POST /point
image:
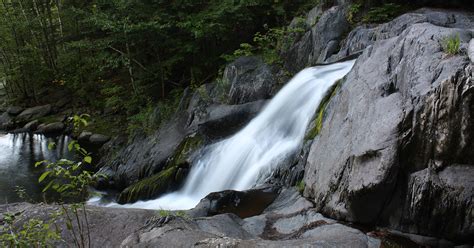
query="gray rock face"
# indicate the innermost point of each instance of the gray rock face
(320, 41)
(34, 113)
(31, 126)
(288, 222)
(439, 202)
(363, 36)
(56, 127)
(98, 139)
(196, 118)
(6, 121)
(471, 50)
(108, 226)
(250, 79)
(406, 106)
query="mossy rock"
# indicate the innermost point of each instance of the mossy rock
(318, 122)
(149, 187)
(189, 145)
(165, 180)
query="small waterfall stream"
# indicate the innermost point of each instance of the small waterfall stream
(248, 158)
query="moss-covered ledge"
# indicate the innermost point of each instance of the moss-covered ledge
(317, 124)
(167, 179)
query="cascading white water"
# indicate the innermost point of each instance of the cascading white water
(249, 156)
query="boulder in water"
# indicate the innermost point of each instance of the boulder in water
(32, 125)
(98, 139)
(51, 128)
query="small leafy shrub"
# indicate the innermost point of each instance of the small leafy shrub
(33, 233)
(383, 13)
(71, 180)
(452, 44)
(268, 44)
(300, 186)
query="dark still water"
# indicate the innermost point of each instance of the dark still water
(18, 155)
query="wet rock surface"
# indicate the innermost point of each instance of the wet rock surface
(404, 110)
(395, 150)
(250, 80)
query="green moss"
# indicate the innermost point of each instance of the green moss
(159, 183)
(50, 119)
(149, 187)
(318, 123)
(300, 186)
(452, 44)
(185, 149)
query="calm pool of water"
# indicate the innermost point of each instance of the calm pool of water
(18, 155)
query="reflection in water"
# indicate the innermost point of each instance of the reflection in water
(18, 155)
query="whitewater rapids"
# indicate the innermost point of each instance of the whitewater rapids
(247, 158)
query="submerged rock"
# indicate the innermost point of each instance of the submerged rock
(52, 128)
(31, 126)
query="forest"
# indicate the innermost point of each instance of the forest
(236, 123)
(120, 57)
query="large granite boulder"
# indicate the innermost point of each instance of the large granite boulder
(320, 41)
(406, 107)
(250, 80)
(197, 122)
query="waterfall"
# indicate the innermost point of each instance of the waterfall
(248, 157)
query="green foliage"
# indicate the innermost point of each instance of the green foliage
(152, 116)
(32, 233)
(318, 122)
(149, 187)
(71, 180)
(167, 213)
(451, 44)
(383, 13)
(268, 45)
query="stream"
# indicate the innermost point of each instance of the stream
(18, 155)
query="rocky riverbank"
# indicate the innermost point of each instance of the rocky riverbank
(392, 150)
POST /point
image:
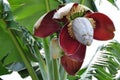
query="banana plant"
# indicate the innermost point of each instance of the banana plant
(56, 49)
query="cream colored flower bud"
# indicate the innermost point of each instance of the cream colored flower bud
(55, 49)
(63, 11)
(83, 30)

▬▬▬▬▬▬▬▬▬▬

- STATED TASK -
Transcribe all of the records above character for character. Exclude the pictures.

- WRITTEN RESPONSE -
POST /point
image:
query="gray rock face"
# indicate the innermost point of each instance of the gray rock face
(320, 41)
(34, 113)
(31, 126)
(288, 222)
(439, 202)
(363, 36)
(56, 127)
(98, 139)
(196, 118)
(6, 121)
(471, 50)
(108, 226)
(250, 79)
(406, 106)
query="mossy rock"
# indicate the innermost point of each instance of the mossy rock
(318, 122)
(149, 187)
(189, 145)
(165, 180)
query="small waterfall stream"
# indicate the innermost point of each instance of the small waterfall stream
(248, 158)
query="moss-covered ledge"
# indicate the innermost point of each instance of the moss-covered ledge
(317, 124)
(167, 179)
query="cascading white water"
# indicate the innermost point of each instance of the cascading white water
(249, 156)
query="boulder in water"
# indicate the innermost point of each instance of the boulder in water
(32, 125)
(98, 139)
(51, 128)
query="small leafy shrub"
# indicate the innermost point of each instance of the small leafy shrub
(33, 233)
(383, 13)
(71, 180)
(452, 44)
(268, 44)
(300, 186)
query="dark still water"
# indicate the innermost point of each instance of the dark still water
(18, 155)
query="wet rock surface"
# indicate the innermost point of each instance of the wet rock surface
(404, 110)
(395, 150)
(250, 80)
query="green moss"
# indicate the innermost point of each instance of the green moss
(159, 183)
(50, 119)
(149, 187)
(318, 123)
(300, 186)
(452, 44)
(185, 149)
query="calm pool of water"
# indicate the innermost point of each instance of the calm pool of water
(18, 155)
query="reflection in water"
# indicate the innermost point of each instance of the reflection in water
(18, 155)
query="whitewater rapids"
# indicate the innermost point of each instance of the whitewater rapids
(247, 158)
query="submerged rock"
# indicate the innermost point of each instance of the submerged rock
(52, 128)
(31, 126)
query="forest"
# indicate the innermost point of each instance of the forest
(236, 123)
(120, 57)
query="large granite boulder"
# indicate the innermost point of each instance of the large granite boulder
(320, 41)
(406, 107)
(250, 80)
(197, 122)
query="waterfall"
# indicate the innermost point of each instance of the waterfall
(248, 157)
query="green foliage"
# indicate the innermost point of each instance of the green foliage
(152, 116)
(32, 233)
(318, 122)
(149, 187)
(71, 180)
(167, 213)
(451, 44)
(383, 13)
(268, 45)
query="stream"
# indicate the innermost point of each instance of the stream
(18, 155)
query="rocky riverbank"
# indicate the innermost point of each instance of the rocky riverbank
(392, 150)
POST /point
image:
query="banana plant"
# indicate the innermost point of each instance of the banana plant
(56, 49)
query="cream colored flower bud"
# indicate the innermost point of each instance of the cream colored flower bud
(55, 49)
(63, 11)
(83, 30)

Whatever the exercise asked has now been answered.